Region labeling records:
□ □ □ □ □ □ □

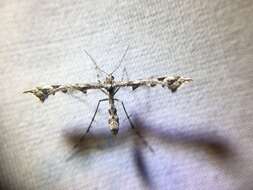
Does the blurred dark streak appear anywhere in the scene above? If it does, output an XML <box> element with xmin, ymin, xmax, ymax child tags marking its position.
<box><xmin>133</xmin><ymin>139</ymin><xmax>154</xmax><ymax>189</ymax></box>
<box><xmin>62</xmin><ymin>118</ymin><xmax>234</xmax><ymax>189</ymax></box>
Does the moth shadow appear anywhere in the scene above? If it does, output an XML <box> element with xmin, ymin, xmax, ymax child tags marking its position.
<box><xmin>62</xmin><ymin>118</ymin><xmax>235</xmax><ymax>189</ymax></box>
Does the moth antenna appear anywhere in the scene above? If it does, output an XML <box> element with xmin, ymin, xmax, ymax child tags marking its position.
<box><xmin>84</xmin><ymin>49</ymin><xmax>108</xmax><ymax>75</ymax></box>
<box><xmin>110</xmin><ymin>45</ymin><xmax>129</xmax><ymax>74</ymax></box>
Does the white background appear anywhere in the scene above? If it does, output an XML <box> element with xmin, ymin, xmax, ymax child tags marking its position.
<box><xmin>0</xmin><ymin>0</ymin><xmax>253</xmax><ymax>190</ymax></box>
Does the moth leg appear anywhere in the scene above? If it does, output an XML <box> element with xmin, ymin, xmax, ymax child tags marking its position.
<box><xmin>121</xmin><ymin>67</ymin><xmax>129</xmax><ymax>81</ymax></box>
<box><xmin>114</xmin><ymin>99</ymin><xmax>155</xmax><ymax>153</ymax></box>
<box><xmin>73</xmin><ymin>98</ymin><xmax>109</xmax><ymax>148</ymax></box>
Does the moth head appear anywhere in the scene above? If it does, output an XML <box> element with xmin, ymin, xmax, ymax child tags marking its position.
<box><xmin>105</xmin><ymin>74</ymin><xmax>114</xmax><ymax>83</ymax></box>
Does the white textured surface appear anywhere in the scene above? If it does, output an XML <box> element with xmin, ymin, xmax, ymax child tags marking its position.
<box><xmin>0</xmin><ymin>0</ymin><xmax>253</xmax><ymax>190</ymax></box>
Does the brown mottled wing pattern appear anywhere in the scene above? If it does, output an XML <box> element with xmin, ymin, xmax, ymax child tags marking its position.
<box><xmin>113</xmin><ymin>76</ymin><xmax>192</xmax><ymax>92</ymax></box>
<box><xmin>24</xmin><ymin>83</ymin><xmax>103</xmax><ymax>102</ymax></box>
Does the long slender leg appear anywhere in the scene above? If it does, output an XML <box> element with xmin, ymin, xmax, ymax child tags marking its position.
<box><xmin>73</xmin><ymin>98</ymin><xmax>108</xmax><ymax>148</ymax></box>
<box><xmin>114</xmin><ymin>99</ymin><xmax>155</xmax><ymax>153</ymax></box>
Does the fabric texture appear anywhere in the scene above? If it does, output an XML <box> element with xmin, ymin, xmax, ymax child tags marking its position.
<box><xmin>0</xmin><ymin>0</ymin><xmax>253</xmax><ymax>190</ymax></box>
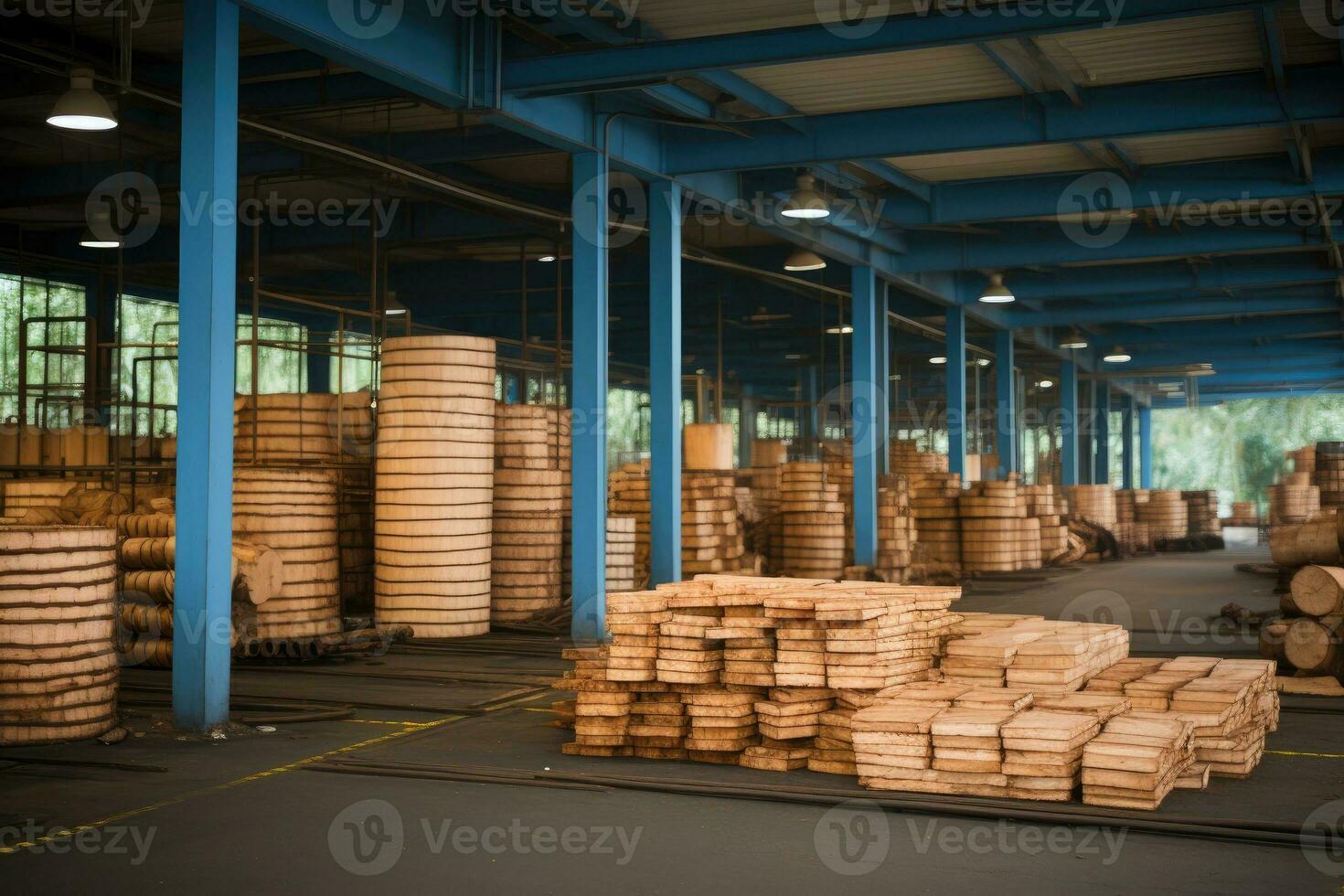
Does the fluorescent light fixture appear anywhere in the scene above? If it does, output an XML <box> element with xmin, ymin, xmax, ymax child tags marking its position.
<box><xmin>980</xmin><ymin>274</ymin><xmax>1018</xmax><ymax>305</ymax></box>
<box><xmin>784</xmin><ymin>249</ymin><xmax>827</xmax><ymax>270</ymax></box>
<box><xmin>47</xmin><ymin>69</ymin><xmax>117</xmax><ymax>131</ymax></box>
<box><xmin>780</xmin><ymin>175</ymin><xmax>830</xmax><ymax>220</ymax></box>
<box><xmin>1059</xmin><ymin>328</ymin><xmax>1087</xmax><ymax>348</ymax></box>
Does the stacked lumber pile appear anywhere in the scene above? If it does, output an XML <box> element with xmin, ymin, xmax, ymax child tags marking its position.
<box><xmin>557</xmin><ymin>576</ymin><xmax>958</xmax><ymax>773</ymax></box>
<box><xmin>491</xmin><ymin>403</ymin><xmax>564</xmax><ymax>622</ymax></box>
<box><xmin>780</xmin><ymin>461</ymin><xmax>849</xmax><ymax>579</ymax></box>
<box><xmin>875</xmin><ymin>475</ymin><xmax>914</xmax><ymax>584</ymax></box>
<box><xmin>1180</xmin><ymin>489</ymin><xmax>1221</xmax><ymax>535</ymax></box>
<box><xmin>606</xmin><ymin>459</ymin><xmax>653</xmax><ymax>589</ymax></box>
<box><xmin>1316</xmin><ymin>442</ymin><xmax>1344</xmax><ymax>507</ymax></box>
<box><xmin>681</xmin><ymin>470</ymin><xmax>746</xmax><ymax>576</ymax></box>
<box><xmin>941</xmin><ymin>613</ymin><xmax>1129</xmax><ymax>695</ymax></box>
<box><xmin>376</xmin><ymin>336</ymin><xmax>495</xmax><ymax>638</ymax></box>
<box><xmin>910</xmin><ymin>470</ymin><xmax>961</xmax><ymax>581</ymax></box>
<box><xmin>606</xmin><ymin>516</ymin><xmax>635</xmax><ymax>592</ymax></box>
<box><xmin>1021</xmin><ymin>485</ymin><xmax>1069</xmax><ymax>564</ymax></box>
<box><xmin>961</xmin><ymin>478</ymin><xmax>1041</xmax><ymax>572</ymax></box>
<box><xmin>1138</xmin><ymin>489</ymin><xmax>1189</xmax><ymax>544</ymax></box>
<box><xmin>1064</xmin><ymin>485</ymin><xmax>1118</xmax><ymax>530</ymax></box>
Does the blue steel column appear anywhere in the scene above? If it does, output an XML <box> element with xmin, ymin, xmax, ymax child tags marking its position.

□ □ □ □ □ □ □

*Set exercise*:
Pictures are not part of the copy; reproduce everything else in the records exactly.

*Output of the exercise*:
Does the blurred dark streak appear anywhere in the scene above? If it does, output an XML <box> element with xmin, ymin, xmax, ymax child tags marking its position.
<box><xmin>133</xmin><ymin>139</ymin><xmax>154</xmax><ymax>189</ymax></box>
<box><xmin>62</xmin><ymin>118</ymin><xmax>234</xmax><ymax>189</ymax></box>
Does the moth shadow appear anywhere in the scene above? If it does, output an XML <box> element with xmin, ymin, xmax, ymax child tags marking its position.
<box><xmin>62</xmin><ymin>118</ymin><xmax>235</xmax><ymax>189</ymax></box>
Does the moth antenna appear anywhere in the scene above? If it does, output an XML <box> element with xmin, ymin, xmax, ymax child tags marking its position.
<box><xmin>84</xmin><ymin>49</ymin><xmax>108</xmax><ymax>75</ymax></box>
<box><xmin>110</xmin><ymin>45</ymin><xmax>129</xmax><ymax>74</ymax></box>
Does the white background appear anywhere in the scene above? If it does, output an XML <box> element with xmin, ymin, xmax, ymax child tags marking its position.
<box><xmin>0</xmin><ymin>0</ymin><xmax>253</xmax><ymax>190</ymax></box>
Does the moth leg appear anywhere in the scene above? If it does, output an XML <box> element with xmin, ymin, xmax, ymax child tags marking its position.
<box><xmin>121</xmin><ymin>67</ymin><xmax>129</xmax><ymax>81</ymax></box>
<box><xmin>114</xmin><ymin>99</ymin><xmax>155</xmax><ymax>153</ymax></box>
<box><xmin>73</xmin><ymin>98</ymin><xmax>109</xmax><ymax>148</ymax></box>
Does the moth head appear anywhere in the scene above? If it does, output an XML <box> element with xmin, ymin, xmax, ymax child tags marking its position.
<box><xmin>105</xmin><ymin>74</ymin><xmax>114</xmax><ymax>83</ymax></box>
Does the white textured surface appear anywhere in the scene above? If it does, output an XML <box> element with xmin, ymin, xmax, ymax child tags marking its position.
<box><xmin>0</xmin><ymin>0</ymin><xmax>253</xmax><ymax>190</ymax></box>
Does the brown mottled wing pattern appear anywhere in the scene above? If it does, output an XML <box> element with xmin, ymin, xmax, ymax child tags marking its position.
<box><xmin>113</xmin><ymin>76</ymin><xmax>192</xmax><ymax>92</ymax></box>
<box><xmin>24</xmin><ymin>83</ymin><xmax>103</xmax><ymax>102</ymax></box>
Does the long slender leg appear anywhere in the scene above? If it does, output an XML <box> element with xmin, ymin, xmax, ymax child tags marking its position.
<box><xmin>73</xmin><ymin>98</ymin><xmax>108</xmax><ymax>148</ymax></box>
<box><xmin>114</xmin><ymin>99</ymin><xmax>155</xmax><ymax>153</ymax></box>
Does the fabric texture appear anywhere in the scene above? If it does, output an XML <box> element with xmin, ymin, xmax, ymax child tags marking its position.
<box><xmin>0</xmin><ymin>0</ymin><xmax>253</xmax><ymax>190</ymax></box>
Does the fluorescent light fixture appear anywhere in the scene above? If it does, output an XML <box> element with xmin, ymin, xmax, ymax child tags marking its position.
<box><xmin>980</xmin><ymin>274</ymin><xmax>1018</xmax><ymax>305</ymax></box>
<box><xmin>784</xmin><ymin>249</ymin><xmax>827</xmax><ymax>270</ymax></box>
<box><xmin>47</xmin><ymin>69</ymin><xmax>117</xmax><ymax>131</ymax></box>
<box><xmin>780</xmin><ymin>175</ymin><xmax>830</xmax><ymax>220</ymax></box>
<box><xmin>1059</xmin><ymin>328</ymin><xmax>1087</xmax><ymax>348</ymax></box>
Does the stacked lumber pile appear anywhere in the scene above? If it does, output an XML <box> element with xmin, ymin, xmax, ymax child tags marking its position.
<box><xmin>557</xmin><ymin>576</ymin><xmax>958</xmax><ymax>773</ymax></box>
<box><xmin>491</xmin><ymin>403</ymin><xmax>564</xmax><ymax>622</ymax></box>
<box><xmin>780</xmin><ymin>461</ymin><xmax>849</xmax><ymax>579</ymax></box>
<box><xmin>875</xmin><ymin>475</ymin><xmax>914</xmax><ymax>584</ymax></box>
<box><xmin>1180</xmin><ymin>489</ymin><xmax>1221</xmax><ymax>535</ymax></box>
<box><xmin>606</xmin><ymin>459</ymin><xmax>653</xmax><ymax>589</ymax></box>
<box><xmin>1316</xmin><ymin>442</ymin><xmax>1344</xmax><ymax>507</ymax></box>
<box><xmin>681</xmin><ymin>470</ymin><xmax>746</xmax><ymax>576</ymax></box>
<box><xmin>941</xmin><ymin>613</ymin><xmax>1129</xmax><ymax>695</ymax></box>
<box><xmin>376</xmin><ymin>336</ymin><xmax>495</xmax><ymax>638</ymax></box>
<box><xmin>910</xmin><ymin>470</ymin><xmax>961</xmax><ymax>581</ymax></box>
<box><xmin>606</xmin><ymin>516</ymin><xmax>635</xmax><ymax>592</ymax></box>
<box><xmin>1021</xmin><ymin>485</ymin><xmax>1069</xmax><ymax>564</ymax></box>
<box><xmin>961</xmin><ymin>478</ymin><xmax>1041</xmax><ymax>572</ymax></box>
<box><xmin>1138</xmin><ymin>489</ymin><xmax>1189</xmax><ymax>544</ymax></box>
<box><xmin>1064</xmin><ymin>485</ymin><xmax>1118</xmax><ymax>530</ymax></box>
Does the blue steel column appear anywhere in the scene above? If it does, output an XML <box> element with xmin, ymin, xmax, ymax child tags marking its position.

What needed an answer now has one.